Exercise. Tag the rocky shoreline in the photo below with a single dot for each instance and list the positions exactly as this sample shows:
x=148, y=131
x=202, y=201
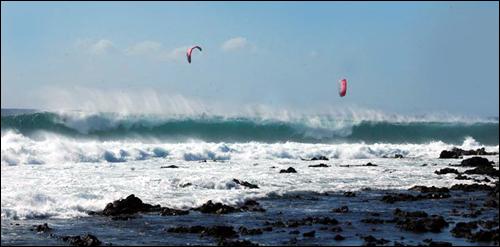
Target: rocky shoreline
x=467, y=211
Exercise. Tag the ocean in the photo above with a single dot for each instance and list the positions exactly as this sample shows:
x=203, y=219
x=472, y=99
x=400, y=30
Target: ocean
x=56, y=167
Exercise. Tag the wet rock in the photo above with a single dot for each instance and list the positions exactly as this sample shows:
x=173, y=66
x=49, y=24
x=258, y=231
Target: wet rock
x=321, y=157
x=446, y=171
x=392, y=198
x=476, y=162
x=484, y=170
x=128, y=206
x=172, y=212
x=349, y=194
x=226, y=242
x=471, y=187
x=216, y=208
x=252, y=205
x=343, y=209
x=319, y=165
x=304, y=221
x=464, y=229
x=445, y=154
x=455, y=153
x=219, y=232
x=85, y=240
x=246, y=184
x=419, y=221
x=439, y=243
x=184, y=229
x=338, y=237
x=42, y=228
x=310, y=234
x=185, y=185
x=289, y=170
x=336, y=229
x=398, y=197
x=488, y=224
x=400, y=213
x=172, y=166
x=485, y=236
x=462, y=177
x=372, y=241
x=432, y=189
x=372, y=221
x=243, y=230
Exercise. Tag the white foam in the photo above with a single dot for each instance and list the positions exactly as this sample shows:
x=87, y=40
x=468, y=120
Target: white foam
x=60, y=177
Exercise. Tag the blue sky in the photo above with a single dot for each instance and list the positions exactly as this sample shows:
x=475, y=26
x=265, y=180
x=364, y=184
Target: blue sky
x=398, y=57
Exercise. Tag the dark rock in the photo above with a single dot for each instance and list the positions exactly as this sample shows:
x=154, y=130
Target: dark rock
x=336, y=229
x=243, y=230
x=457, y=153
x=172, y=166
x=128, y=206
x=372, y=221
x=349, y=194
x=398, y=197
x=463, y=229
x=42, y=228
x=226, y=242
x=484, y=170
x=219, y=231
x=183, y=229
x=252, y=205
x=303, y=222
x=289, y=170
x=319, y=158
x=471, y=187
x=448, y=155
x=419, y=225
x=338, y=237
x=309, y=234
x=400, y=213
x=172, y=212
x=439, y=243
x=419, y=221
x=462, y=177
x=246, y=184
x=86, y=240
x=185, y=185
x=407, y=197
x=216, y=208
x=268, y=229
x=485, y=236
x=372, y=241
x=320, y=165
x=446, y=171
x=476, y=162
x=343, y=209
x=432, y=189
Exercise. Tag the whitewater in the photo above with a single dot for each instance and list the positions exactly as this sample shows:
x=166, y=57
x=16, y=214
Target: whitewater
x=63, y=165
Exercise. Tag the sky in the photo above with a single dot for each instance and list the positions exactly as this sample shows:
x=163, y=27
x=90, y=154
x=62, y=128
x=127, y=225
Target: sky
x=399, y=57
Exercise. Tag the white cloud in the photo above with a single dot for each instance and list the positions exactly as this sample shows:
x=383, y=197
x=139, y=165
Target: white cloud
x=234, y=44
x=177, y=54
x=98, y=47
x=101, y=47
x=143, y=48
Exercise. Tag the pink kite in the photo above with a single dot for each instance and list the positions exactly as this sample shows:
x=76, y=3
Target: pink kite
x=190, y=50
x=343, y=87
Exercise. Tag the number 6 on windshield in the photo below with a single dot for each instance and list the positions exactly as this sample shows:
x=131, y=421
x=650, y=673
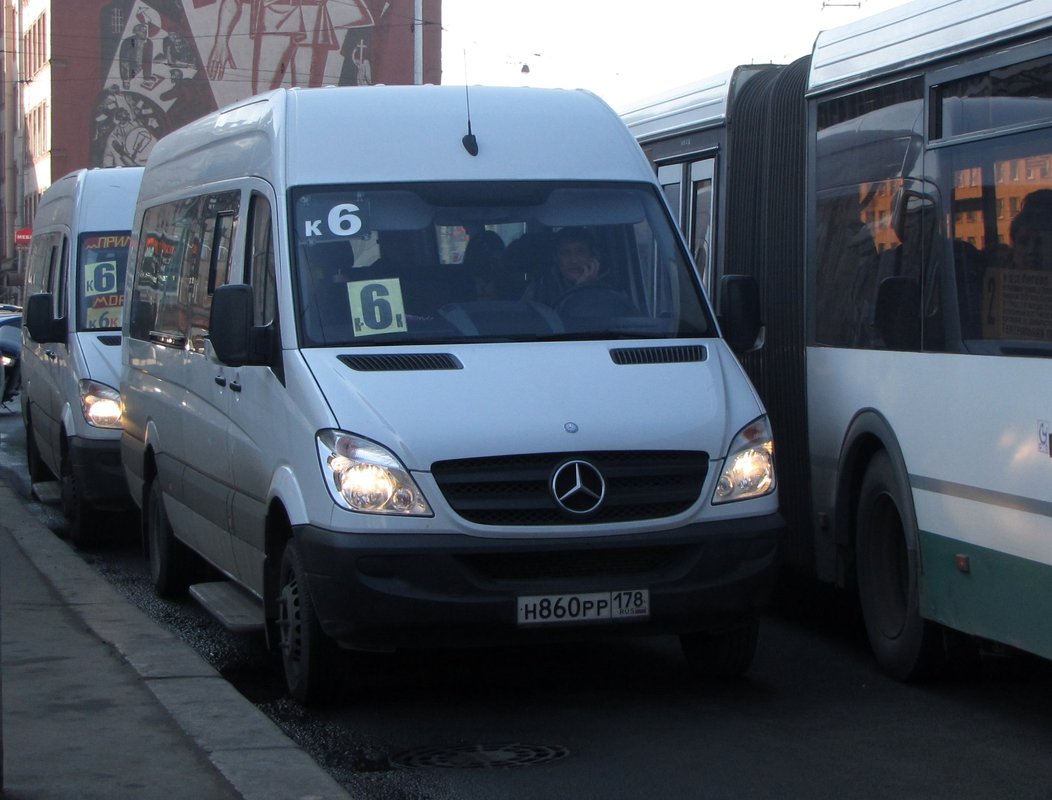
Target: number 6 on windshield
- - -
→ **Work instruction**: Where does the word "below" appear in the records? Copy every line that holds it.

→ **Response to this task**:
Exercise. Tag the rocky shoreline in the photo below with a single dot for each instance and list the positions exactly as this sample shows:
Exercise. Tag the number 6 on windshield in the photo below with a single dot for each instance and list the positions exactly as this sample shows:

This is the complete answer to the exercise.